Leaving out every picture, quote the data below exactly as it appears.
Start
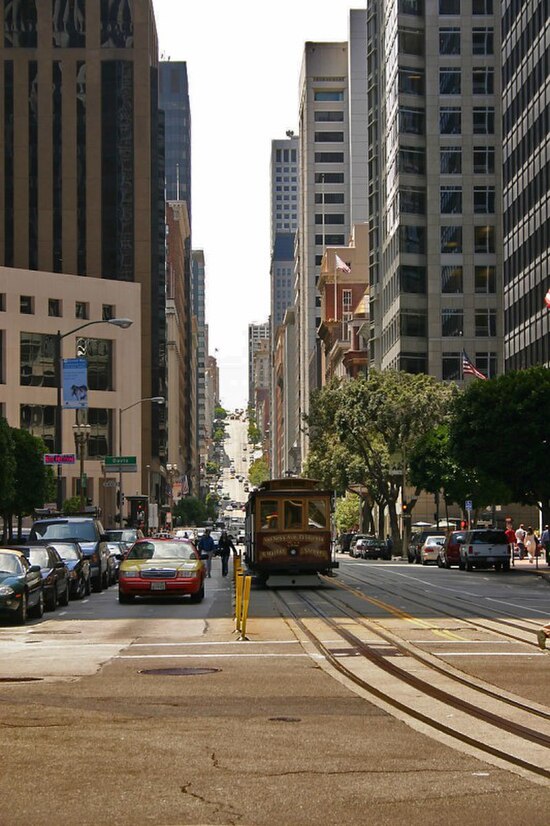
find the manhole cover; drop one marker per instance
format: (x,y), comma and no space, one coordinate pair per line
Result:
(179,672)
(20,679)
End
Complete answer →
find the manhole cover; drop one marker per instance
format: (x,y), comma and no space, one coordinate pair per line
Result:
(179,672)
(20,679)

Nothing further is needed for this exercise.